* Page text:
_____

Have you ever wanted to know what the ad industry’s sharpest strategists feed their brains on a daily basis, or what resources they swear by for tackling a brief?
We have. So we’re asking.
Kara Buckner is the president and chief strategy officer at Fallon. She join Fallon for the first time in 1997 and spent 13 years at the agency, working with clients including United Airlines and Sports Illustrated and rising to group account director. Buckner then left the agency in 2010 to build her own strategy consultancy where she worked with brands including Google and Twinkies. In 2019, Buckner returned to Fallon to serve as managing director and chief of strategy (and was later promoted to president). She has also helped to organise the agency’s DE&I group, the Come Up.
What media do you consume that makes you better at your job or helps you think about strategy generally?
As strategists, our jobs are weird. We’re handed a complex problem and then asked a more complex question: ‘What do we do?’
It’s usually early in the process, so we’re often starting from scratch. Which means we need to create. And creating is crazy hard.

_____

* Data to process:
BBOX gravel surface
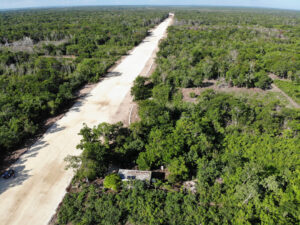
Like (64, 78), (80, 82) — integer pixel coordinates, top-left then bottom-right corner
(0, 14), (172, 225)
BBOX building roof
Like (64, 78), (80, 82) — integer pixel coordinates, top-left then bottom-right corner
(118, 169), (152, 182)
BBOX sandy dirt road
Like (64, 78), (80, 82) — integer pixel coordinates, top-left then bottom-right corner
(0, 14), (172, 225)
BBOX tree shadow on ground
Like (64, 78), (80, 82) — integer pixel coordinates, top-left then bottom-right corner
(0, 140), (48, 194)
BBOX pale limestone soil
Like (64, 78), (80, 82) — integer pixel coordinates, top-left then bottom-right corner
(0, 15), (172, 225)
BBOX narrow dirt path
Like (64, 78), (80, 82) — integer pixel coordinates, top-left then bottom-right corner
(0, 14), (172, 225)
(272, 84), (300, 109)
(269, 73), (300, 109)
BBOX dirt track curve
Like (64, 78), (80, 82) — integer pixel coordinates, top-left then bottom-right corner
(0, 14), (173, 225)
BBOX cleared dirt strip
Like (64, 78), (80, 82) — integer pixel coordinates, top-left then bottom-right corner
(0, 14), (173, 225)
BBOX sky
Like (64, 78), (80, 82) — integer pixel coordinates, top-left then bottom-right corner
(0, 0), (300, 10)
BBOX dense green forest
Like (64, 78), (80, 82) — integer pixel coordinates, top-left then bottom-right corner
(0, 7), (168, 157)
(274, 80), (300, 104)
(57, 9), (300, 225)
(156, 10), (300, 89)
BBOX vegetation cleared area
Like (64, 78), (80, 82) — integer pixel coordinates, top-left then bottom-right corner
(0, 7), (168, 157)
(274, 80), (300, 104)
(56, 8), (300, 225)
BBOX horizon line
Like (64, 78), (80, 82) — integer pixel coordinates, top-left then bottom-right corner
(0, 4), (300, 11)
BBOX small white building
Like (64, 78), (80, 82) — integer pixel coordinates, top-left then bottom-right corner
(118, 169), (152, 182)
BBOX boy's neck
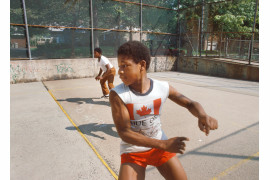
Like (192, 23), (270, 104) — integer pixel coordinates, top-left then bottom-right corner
(129, 76), (151, 94)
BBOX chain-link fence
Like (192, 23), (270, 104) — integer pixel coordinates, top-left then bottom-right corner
(10, 0), (259, 62)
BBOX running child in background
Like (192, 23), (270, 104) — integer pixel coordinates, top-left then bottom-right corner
(110, 41), (218, 180)
(94, 48), (116, 98)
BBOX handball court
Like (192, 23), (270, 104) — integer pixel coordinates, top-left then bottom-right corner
(10, 72), (259, 180)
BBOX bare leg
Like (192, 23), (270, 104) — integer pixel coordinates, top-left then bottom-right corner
(118, 163), (145, 180)
(157, 156), (187, 180)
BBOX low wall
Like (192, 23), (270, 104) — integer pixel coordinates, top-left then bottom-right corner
(10, 56), (259, 84)
(10, 58), (118, 83)
(177, 57), (259, 81)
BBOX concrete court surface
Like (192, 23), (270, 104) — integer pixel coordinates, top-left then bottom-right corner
(11, 72), (259, 180)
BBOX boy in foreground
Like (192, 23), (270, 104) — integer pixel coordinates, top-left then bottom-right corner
(110, 41), (218, 180)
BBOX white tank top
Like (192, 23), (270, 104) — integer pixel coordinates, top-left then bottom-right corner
(112, 79), (169, 154)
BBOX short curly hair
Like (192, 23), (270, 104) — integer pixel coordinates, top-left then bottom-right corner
(117, 41), (151, 70)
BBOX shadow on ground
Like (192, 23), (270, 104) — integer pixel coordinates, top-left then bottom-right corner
(57, 98), (111, 107)
(66, 123), (119, 140)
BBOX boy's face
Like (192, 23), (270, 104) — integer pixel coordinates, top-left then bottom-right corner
(118, 55), (141, 86)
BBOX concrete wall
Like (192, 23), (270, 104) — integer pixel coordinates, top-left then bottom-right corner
(10, 58), (118, 83)
(177, 57), (259, 81)
(10, 56), (259, 84)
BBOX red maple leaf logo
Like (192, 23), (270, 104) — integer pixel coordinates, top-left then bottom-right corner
(137, 106), (152, 116)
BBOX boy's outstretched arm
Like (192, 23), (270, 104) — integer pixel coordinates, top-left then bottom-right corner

_____

* Goals:
(A) From the records, repeat the part that opens with the line containing "BBOX boy's neck" and closes with the line containing "(94, 48), (116, 98)", including both of those lines, but leave the pictures out.
(B) Proceed with the Kara Buckner interview, continuing from its final sentence.

* Answers by task:
(A)
BBOX boy's neck
Like (192, 23), (270, 104) — integer pixel coordinates, top-left then bottom-right corner
(129, 76), (151, 94)
BBOX chain-link fence
Like (192, 23), (270, 104) — integer pixel coordinates, top-left then bottom-right corner
(10, 0), (259, 62)
BBOX running child in background
Like (192, 23), (270, 104) — integer pixel coordinates, top-left then bottom-right corner
(110, 41), (218, 180)
(94, 48), (116, 98)

(B)
Since it’s nearly impossible to have an original thought anymore, I find that creativity is often about Frankenstein-ing disparate things together in new ways, à la Snoop Dogg and Martha Stewart. Which means I need an extensive library of experiences and synapse-firing stimulus.
So travel is my life force and food is often my muse. (I used to say, ‘I love to cook.’ But that was a lie. What I really love to do is eat. Because it’s one of the only experiences where all five senses are engaged at once. And it’s damn delicious.)
While traveling and eating first-hand is best, I can’t trek around the planet or eat my face off constantly (although I try). So I live vicariously through travel and food content: Anthony Bourdain’s Parts Unknown, David Chang’s Ugly Delicious and Breakfast, Lunch & Dinner, Stanley Tucci’s Searching for Italy, and Men in Kilts (because what’s not to like about Sam Heughan and Graham McTavish road-tripping around Scotland?)
I also love listening to extraordinary people talk about how they make extraordinary things. And most recently, MasterClass has been my playground. Hearing Annie Leibovitz talk about portraiture wasn’t just about f-stops, it was about capturing humanity. Alicia Keys’s approach to songwriting was a window into creative genius. And Judd Apatow breaking down The 40-Year-Old-Virgin was a lesson in storytelling and tension. (Which is totally why we all saw the movie, right?)
Are there any resources that you typically turn to first when working on a brief?
Anything and everything that gives us a pulse on pop culture.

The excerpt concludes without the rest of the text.